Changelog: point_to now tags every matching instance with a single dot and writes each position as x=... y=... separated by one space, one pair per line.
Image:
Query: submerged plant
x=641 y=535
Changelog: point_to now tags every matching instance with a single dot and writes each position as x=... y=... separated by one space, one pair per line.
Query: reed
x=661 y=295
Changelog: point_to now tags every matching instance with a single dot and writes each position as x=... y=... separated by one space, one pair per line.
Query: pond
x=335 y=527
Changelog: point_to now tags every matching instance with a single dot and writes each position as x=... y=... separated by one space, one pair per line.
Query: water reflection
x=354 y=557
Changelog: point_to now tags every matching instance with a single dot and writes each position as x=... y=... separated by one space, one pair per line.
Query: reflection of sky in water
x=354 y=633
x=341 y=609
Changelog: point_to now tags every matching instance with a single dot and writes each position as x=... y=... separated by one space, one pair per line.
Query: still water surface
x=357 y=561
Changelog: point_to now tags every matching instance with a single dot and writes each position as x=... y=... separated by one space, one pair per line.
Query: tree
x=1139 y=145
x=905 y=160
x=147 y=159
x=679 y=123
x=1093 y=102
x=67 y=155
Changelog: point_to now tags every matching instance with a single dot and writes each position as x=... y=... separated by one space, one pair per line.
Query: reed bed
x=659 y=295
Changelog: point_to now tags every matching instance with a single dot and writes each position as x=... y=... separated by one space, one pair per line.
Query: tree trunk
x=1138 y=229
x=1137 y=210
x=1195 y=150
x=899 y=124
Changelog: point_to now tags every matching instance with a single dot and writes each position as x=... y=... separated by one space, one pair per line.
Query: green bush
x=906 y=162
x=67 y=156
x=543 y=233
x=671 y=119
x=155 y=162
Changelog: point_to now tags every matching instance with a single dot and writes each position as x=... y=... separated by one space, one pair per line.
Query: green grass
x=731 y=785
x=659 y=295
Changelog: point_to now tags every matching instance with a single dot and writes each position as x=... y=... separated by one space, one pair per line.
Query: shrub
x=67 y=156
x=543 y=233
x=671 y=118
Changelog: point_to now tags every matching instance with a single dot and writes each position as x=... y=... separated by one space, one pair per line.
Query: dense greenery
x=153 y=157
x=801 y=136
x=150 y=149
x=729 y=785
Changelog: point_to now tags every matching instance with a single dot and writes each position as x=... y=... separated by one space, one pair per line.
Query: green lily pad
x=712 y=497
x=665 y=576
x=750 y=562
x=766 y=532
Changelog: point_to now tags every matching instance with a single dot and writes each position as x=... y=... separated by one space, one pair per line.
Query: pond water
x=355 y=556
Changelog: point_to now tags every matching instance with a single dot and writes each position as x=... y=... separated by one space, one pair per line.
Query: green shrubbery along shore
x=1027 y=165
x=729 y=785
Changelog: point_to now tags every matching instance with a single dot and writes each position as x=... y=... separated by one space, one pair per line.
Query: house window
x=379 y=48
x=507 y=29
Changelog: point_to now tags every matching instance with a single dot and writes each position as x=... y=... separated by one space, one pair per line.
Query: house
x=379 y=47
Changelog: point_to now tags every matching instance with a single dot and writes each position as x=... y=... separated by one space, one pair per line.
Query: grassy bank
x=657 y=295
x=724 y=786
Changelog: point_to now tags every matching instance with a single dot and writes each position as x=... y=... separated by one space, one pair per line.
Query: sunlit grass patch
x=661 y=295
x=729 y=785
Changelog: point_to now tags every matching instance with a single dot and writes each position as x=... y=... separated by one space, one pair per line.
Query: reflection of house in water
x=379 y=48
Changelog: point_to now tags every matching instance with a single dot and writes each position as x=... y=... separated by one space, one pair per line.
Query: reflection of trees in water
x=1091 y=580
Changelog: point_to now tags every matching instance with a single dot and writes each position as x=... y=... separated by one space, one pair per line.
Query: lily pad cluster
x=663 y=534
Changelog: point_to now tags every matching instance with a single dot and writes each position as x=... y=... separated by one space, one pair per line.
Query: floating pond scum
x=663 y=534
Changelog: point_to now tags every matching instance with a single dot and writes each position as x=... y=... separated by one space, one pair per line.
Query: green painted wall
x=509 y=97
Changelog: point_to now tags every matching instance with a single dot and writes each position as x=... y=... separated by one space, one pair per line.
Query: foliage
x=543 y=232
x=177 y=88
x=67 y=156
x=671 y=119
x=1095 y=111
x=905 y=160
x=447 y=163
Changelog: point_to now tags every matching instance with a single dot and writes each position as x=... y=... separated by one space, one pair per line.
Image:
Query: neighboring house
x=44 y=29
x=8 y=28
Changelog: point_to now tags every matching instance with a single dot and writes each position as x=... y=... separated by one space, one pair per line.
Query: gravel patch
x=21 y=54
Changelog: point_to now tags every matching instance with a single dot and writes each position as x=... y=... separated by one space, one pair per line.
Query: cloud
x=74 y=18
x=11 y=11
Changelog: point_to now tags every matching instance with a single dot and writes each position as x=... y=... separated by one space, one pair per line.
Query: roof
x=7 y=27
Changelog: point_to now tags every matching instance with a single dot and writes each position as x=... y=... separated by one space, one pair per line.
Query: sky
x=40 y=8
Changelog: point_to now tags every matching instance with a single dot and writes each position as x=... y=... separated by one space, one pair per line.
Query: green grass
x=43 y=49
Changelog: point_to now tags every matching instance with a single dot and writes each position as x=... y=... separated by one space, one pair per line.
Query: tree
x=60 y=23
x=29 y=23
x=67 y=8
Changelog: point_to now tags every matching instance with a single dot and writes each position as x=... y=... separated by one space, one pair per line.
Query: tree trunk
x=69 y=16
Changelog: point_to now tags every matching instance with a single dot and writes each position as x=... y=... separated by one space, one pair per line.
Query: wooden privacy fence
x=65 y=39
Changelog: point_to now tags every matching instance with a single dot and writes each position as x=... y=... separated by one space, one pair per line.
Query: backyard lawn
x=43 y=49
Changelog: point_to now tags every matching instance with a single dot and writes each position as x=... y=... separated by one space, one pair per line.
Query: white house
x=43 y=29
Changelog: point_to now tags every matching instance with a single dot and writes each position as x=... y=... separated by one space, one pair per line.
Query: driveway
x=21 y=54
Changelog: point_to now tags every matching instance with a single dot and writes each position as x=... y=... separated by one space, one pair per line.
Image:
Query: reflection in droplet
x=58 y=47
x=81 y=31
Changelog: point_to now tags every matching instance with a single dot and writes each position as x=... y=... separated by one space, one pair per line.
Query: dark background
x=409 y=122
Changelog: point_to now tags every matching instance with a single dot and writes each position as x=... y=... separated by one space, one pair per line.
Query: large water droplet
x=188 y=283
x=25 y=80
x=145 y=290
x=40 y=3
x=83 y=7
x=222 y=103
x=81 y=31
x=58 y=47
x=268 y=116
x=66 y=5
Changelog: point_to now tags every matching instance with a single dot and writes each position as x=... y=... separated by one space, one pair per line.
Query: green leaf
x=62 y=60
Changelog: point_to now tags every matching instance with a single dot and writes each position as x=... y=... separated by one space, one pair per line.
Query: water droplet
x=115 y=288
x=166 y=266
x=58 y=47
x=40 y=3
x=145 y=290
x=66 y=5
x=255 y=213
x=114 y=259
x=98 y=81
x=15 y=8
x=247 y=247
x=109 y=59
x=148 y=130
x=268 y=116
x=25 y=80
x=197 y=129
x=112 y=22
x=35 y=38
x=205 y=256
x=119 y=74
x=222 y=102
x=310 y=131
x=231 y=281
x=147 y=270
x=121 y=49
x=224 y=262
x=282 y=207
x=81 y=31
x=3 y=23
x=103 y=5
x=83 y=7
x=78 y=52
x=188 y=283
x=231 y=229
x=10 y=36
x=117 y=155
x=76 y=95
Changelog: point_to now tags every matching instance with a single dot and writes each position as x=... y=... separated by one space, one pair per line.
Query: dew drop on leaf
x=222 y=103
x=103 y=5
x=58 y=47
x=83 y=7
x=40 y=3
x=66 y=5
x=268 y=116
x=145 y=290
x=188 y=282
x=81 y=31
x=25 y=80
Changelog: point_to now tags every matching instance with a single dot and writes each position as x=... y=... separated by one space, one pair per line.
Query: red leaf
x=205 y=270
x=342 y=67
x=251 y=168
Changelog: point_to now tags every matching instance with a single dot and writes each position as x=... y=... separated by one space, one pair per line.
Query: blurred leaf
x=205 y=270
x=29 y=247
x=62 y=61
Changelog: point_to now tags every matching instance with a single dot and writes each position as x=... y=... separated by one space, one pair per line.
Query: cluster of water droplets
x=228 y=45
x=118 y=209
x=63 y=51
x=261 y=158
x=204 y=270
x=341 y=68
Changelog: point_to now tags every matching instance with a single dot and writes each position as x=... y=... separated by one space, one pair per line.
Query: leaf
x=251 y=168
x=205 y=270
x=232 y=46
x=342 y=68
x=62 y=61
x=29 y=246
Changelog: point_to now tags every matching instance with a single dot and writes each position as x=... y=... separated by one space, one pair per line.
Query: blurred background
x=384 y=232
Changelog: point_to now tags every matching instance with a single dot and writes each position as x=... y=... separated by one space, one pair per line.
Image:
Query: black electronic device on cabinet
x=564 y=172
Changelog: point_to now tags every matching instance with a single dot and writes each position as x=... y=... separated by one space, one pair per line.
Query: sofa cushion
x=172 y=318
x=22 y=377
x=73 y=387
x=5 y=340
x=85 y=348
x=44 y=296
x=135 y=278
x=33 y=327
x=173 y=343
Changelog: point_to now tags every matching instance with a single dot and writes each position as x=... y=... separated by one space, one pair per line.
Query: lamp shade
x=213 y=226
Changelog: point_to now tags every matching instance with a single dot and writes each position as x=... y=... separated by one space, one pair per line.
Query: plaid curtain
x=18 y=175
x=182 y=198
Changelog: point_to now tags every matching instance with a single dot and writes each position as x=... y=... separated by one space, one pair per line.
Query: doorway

■ **Cosa fare**
Esprimi come CSV a due colonne, "testo" e "risposta", solo la parte che va dall'inizio delle righe fino alla riga che contiene "x=641 y=535", entrambe incluse. Metti una riga CSV per ogni testo con la sua risposta, con ogni campo tra virgolette e gli a capo sostituiti da spazi.

■ **Risposta**
testo,risposta
"Changelog: point_to now tags every matching instance with a single dot and writes each position as x=... y=... separated by one space, one pair per line. Image: Query: submerged plant","x=641 y=535"